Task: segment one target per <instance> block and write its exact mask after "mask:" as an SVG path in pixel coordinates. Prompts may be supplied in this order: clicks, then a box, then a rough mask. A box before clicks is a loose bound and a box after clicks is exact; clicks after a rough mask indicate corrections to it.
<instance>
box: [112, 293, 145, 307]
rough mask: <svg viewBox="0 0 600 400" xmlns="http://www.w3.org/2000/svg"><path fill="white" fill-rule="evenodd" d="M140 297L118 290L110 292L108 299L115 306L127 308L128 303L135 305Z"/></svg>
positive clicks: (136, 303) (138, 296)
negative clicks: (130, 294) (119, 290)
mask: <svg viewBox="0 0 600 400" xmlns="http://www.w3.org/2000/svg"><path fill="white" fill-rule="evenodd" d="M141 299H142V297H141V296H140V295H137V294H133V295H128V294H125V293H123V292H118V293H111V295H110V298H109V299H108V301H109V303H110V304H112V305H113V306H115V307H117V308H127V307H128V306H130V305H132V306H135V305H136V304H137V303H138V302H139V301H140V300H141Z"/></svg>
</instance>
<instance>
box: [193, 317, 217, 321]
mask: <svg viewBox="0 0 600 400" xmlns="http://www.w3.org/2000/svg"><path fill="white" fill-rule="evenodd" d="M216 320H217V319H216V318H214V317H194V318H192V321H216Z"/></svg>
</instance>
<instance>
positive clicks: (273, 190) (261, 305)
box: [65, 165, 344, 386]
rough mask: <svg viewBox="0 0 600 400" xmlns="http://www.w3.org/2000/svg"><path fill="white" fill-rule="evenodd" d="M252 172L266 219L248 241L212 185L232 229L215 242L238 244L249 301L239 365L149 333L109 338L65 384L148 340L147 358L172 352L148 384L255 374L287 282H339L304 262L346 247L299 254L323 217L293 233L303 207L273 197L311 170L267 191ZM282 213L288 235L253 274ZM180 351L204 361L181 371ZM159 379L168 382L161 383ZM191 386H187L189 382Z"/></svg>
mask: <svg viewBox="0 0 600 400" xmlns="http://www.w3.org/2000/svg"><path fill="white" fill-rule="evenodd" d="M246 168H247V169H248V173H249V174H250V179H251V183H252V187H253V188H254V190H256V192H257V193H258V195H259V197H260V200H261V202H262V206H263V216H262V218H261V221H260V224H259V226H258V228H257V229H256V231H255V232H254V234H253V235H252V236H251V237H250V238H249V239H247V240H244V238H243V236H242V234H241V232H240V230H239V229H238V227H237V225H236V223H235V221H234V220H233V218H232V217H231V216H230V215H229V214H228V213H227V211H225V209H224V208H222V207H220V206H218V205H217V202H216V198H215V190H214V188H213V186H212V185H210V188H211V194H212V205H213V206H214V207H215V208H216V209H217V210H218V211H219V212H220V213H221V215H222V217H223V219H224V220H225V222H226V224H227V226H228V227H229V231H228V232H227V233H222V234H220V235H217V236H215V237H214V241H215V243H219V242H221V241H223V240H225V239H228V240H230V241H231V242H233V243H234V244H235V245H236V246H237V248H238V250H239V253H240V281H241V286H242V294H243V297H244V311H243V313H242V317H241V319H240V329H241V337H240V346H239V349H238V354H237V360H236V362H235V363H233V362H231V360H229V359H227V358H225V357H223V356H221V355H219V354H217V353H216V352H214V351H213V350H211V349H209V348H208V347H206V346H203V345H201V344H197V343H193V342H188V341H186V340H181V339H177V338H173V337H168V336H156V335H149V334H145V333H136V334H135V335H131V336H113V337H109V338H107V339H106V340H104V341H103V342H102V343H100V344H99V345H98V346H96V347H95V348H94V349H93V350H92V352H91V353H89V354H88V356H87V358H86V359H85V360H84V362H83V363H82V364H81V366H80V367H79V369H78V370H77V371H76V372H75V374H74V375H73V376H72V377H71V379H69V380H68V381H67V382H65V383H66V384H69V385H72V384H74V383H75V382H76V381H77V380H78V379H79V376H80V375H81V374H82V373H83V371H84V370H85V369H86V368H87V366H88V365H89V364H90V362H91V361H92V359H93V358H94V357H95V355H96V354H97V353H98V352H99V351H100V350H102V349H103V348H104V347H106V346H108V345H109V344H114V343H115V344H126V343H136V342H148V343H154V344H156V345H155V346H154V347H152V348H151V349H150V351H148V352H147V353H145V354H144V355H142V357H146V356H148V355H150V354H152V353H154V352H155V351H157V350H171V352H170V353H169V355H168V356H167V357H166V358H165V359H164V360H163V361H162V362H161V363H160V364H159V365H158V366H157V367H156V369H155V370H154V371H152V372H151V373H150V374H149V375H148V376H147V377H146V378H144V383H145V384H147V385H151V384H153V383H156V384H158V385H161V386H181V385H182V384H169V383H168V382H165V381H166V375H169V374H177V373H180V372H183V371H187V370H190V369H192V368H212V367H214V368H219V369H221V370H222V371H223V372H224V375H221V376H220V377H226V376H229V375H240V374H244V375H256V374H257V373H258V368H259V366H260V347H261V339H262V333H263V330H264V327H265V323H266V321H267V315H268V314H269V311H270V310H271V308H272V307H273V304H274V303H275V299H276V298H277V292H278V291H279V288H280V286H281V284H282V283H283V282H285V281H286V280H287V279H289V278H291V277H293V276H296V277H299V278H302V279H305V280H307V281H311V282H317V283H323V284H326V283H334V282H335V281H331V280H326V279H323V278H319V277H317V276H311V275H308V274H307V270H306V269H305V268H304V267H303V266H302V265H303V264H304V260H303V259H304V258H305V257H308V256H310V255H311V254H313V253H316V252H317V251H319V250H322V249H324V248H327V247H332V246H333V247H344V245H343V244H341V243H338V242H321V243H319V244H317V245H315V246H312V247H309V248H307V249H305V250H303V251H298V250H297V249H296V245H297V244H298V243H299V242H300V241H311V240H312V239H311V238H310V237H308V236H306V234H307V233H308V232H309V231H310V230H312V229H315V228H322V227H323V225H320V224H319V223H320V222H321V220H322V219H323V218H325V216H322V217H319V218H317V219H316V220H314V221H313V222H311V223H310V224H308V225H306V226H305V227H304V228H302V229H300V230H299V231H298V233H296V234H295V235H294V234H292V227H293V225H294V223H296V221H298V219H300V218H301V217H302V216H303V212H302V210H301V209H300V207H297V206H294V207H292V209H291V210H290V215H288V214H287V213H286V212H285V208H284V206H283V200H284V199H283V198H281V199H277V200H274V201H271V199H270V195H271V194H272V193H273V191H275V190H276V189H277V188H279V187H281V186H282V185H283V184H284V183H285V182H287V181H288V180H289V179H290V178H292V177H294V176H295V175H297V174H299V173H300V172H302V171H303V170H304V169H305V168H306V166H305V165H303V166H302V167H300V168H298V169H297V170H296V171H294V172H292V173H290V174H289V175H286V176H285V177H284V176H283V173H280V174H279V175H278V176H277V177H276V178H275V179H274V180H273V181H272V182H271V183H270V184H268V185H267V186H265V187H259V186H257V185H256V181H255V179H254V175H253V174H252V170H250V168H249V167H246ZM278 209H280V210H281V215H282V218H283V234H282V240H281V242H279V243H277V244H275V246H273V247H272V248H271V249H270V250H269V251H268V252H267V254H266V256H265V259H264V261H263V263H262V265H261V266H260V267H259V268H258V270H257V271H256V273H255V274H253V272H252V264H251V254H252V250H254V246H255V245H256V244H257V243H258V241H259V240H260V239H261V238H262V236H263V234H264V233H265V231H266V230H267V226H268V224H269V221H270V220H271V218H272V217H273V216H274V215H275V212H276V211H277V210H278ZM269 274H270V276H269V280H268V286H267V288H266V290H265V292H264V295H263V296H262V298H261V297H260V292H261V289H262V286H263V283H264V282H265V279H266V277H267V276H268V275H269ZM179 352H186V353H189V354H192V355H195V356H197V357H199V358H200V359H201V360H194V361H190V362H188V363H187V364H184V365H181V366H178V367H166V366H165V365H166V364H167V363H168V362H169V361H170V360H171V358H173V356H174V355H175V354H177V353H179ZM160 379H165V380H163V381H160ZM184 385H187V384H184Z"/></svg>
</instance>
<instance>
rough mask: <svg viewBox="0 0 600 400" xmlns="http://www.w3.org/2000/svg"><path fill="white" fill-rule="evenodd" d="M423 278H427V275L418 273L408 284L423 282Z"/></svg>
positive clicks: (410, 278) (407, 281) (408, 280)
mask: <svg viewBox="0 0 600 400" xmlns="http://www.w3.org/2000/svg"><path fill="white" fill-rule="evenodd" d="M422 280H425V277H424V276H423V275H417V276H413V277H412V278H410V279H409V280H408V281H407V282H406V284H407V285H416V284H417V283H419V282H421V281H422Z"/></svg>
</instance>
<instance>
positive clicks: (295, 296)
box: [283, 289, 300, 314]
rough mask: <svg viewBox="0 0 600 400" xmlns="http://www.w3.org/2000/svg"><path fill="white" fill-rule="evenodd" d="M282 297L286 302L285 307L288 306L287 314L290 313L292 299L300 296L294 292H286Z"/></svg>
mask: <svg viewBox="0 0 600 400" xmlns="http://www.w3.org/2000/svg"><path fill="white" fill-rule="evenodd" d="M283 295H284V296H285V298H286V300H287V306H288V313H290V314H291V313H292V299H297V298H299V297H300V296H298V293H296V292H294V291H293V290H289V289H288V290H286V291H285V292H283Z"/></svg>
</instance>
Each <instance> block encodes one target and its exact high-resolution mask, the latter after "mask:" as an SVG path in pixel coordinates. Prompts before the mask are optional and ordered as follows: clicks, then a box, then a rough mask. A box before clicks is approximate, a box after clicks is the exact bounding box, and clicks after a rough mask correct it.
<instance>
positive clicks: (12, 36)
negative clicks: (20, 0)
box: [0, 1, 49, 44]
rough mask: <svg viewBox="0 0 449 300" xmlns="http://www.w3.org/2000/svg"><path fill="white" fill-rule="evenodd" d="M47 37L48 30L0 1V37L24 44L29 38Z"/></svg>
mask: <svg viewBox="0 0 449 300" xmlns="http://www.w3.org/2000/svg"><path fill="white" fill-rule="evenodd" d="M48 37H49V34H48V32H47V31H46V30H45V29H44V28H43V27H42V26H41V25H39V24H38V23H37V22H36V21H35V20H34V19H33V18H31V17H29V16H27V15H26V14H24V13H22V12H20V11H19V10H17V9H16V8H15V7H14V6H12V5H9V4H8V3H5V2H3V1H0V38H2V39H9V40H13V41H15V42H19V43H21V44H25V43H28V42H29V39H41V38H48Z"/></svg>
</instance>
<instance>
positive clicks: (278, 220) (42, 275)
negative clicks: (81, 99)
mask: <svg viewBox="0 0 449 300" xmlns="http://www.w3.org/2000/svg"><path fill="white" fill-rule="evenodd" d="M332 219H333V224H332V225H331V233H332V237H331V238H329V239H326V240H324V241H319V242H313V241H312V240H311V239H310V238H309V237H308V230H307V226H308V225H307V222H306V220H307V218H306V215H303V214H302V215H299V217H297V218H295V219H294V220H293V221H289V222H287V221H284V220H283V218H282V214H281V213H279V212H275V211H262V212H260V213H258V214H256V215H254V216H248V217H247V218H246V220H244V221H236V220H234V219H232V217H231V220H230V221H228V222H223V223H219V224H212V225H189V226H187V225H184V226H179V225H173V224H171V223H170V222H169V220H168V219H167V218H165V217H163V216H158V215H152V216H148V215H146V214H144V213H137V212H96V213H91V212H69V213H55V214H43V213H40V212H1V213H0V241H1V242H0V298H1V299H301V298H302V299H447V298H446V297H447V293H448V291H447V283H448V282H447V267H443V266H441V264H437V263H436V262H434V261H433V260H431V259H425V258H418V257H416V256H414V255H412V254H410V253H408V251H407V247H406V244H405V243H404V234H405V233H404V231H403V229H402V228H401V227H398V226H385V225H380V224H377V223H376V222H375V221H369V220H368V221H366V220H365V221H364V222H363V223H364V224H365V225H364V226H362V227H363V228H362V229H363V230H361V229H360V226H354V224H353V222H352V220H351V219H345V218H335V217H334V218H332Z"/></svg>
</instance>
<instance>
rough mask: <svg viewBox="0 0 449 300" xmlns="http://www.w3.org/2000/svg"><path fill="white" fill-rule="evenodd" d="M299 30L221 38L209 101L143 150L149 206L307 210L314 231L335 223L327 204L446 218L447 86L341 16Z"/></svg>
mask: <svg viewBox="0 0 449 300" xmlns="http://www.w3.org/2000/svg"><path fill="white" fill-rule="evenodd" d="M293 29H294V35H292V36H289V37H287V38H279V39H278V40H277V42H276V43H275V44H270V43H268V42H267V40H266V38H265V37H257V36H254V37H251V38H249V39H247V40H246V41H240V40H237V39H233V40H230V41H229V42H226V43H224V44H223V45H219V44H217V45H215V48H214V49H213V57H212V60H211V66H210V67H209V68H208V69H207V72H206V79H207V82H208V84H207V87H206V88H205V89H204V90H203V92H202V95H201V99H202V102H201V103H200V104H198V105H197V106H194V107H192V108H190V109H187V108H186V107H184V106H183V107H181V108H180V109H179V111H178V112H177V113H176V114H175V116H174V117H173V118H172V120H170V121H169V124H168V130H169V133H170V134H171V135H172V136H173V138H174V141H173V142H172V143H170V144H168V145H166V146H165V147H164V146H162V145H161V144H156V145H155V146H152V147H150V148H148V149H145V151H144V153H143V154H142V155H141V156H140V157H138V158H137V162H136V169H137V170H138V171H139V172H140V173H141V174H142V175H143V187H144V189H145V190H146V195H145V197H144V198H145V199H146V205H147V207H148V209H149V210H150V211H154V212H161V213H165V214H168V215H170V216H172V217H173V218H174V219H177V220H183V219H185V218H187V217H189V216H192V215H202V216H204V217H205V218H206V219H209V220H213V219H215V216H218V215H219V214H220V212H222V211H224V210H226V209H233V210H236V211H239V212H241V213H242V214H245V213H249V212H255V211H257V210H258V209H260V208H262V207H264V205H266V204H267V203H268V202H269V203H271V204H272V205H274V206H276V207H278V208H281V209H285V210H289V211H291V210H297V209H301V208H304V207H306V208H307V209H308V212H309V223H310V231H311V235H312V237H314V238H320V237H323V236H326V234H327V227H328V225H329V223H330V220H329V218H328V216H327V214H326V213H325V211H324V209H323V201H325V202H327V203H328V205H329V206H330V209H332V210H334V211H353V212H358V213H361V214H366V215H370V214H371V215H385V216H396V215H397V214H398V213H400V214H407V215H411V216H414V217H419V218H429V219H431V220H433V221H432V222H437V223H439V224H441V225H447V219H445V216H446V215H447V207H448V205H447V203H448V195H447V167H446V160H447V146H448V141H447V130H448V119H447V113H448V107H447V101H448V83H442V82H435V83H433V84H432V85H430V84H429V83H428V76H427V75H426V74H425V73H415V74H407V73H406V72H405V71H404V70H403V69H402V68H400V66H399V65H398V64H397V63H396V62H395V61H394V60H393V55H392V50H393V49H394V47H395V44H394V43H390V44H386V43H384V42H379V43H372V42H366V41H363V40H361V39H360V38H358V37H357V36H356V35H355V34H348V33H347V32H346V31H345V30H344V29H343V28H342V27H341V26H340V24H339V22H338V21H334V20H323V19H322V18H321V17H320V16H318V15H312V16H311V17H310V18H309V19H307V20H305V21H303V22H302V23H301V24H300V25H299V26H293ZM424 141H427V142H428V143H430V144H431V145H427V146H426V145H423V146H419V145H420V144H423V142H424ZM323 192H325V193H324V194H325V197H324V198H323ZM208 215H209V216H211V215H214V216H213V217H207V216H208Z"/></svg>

#### Exercise brief:
Make a copy of each line in the records that has the word "exact".

#### Answer box:
Task: segment one target per <instance> block and write its exact mask after "mask:" as an SVG path in pixel coordinates. Prompts may be supplied in this order: clicks, then a box, then a rough mask. A box before clicks is a loose bound and a box after clicks is exact; clicks after a rough mask indicate corrections to it.
Each <instance> block encodes one target and its exact high-resolution mask, the latter after "mask:" as an SVG path in pixel coordinates. Prompts before the mask are optional and ordered as follows: clicks, then a box, then a rough mask. A box before clicks is approximate, a box after clicks is the exact bounding box, and clicks after a rough mask correct it.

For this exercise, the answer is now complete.